[Entradas proporcionadas]

──────────────────────────────

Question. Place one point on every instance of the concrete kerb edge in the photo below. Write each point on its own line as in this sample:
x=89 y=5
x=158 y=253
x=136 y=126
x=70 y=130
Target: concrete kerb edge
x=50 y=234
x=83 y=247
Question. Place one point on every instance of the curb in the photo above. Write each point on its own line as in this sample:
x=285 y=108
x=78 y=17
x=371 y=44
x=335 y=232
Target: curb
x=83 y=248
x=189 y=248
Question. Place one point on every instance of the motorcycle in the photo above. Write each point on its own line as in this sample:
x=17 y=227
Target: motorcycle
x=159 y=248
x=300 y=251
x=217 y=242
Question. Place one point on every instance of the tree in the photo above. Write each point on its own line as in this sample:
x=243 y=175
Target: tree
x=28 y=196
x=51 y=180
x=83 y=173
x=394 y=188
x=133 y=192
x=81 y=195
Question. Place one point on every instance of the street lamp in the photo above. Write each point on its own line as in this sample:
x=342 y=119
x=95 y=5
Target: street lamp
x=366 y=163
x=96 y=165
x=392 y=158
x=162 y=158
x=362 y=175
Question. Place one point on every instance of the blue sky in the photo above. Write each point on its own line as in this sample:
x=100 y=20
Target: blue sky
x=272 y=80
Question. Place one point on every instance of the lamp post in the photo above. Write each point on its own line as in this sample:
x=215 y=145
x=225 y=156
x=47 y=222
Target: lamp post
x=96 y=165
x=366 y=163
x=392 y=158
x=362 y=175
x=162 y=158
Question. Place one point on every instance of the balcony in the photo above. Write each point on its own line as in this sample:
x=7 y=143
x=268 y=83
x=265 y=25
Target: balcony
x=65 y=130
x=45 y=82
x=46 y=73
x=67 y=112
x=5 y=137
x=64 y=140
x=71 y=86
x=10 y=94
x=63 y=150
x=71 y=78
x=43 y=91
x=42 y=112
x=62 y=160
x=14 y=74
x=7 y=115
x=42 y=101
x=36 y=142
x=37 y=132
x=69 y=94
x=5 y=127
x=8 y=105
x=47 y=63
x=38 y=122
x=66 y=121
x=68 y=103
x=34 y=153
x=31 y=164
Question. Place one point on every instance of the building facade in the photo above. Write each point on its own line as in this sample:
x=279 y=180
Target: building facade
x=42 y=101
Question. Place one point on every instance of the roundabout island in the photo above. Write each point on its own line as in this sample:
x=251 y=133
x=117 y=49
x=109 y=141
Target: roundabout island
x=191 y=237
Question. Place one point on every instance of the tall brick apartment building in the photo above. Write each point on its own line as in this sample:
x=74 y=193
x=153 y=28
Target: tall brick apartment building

──────────────────────────────

[Problema planteado]
Cambia "Target" por "Label" en todas las entradas anteriores y reprodúcelas sin ninguna otra modificación.

[Respuesta del ejercicio]
Question. Place one point on every instance of the concrete kerb edge in the photo below. Write each point on its own line as in this sample:
x=89 y=5
x=158 y=253
x=136 y=126
x=70 y=130
Label: concrete kerb edge
x=50 y=234
x=83 y=247
Question. Place one point on every instance of the curb in the photo above. Write each point on its own line as in this sample:
x=285 y=108
x=78 y=17
x=371 y=44
x=335 y=232
Label: curb
x=83 y=248
x=189 y=248
Question. Place one point on every instance of the motorcycle in the photo above. Write each point on its own line as in this sample:
x=17 y=227
Label: motorcycle
x=159 y=248
x=300 y=251
x=217 y=242
Question. Place one point on every instance of the tree in the photo above. Write each point on its own line as in this sample:
x=243 y=175
Label: tree
x=28 y=196
x=51 y=180
x=83 y=173
x=394 y=188
x=133 y=192
x=81 y=195
Question. Place one point on every instance of the street lamp in the photo above. Write each point on its own line as in this sample:
x=342 y=119
x=95 y=5
Label: street lamp
x=366 y=163
x=96 y=165
x=392 y=158
x=162 y=158
x=362 y=175
Question. Place one point on every instance of the blue sky in the photo above. Write each point on its own line as in this sample:
x=100 y=20
Label: blue sky
x=272 y=80
Question. Place one point on every instance of the lamp post in the photo above. Write each point on its own line as in this sample:
x=215 y=145
x=225 y=156
x=47 y=222
Label: lamp post
x=96 y=165
x=366 y=163
x=392 y=158
x=362 y=175
x=162 y=158
Question. Place one point on every instance of the balcony in the photo above. Write each point on its own line as in this sample:
x=7 y=143
x=268 y=83
x=265 y=25
Label: balcony
x=65 y=130
x=45 y=82
x=46 y=73
x=67 y=112
x=5 y=137
x=64 y=140
x=71 y=86
x=10 y=94
x=63 y=150
x=71 y=78
x=43 y=91
x=42 y=112
x=62 y=160
x=14 y=74
x=7 y=115
x=42 y=101
x=36 y=142
x=37 y=132
x=69 y=94
x=5 y=127
x=8 y=105
x=47 y=63
x=38 y=122
x=66 y=121
x=68 y=103
x=34 y=153
x=31 y=164
Question. Place one point on every instance of the building facade in the photo above. Write each point on its own line as in this sample:
x=279 y=180
Label: building facade
x=42 y=101
Question. Place one point on every instance of the roundabout island in the photo above. Write each point on its own line as in this sample:
x=251 y=133
x=117 y=49
x=109 y=141
Label: roundabout island
x=191 y=237
Question. Place one point on every instance of the tall brick apartment building in the photo above. Write each point on its own line as in this sample:
x=74 y=193
x=153 y=28
Label: tall brick apartment building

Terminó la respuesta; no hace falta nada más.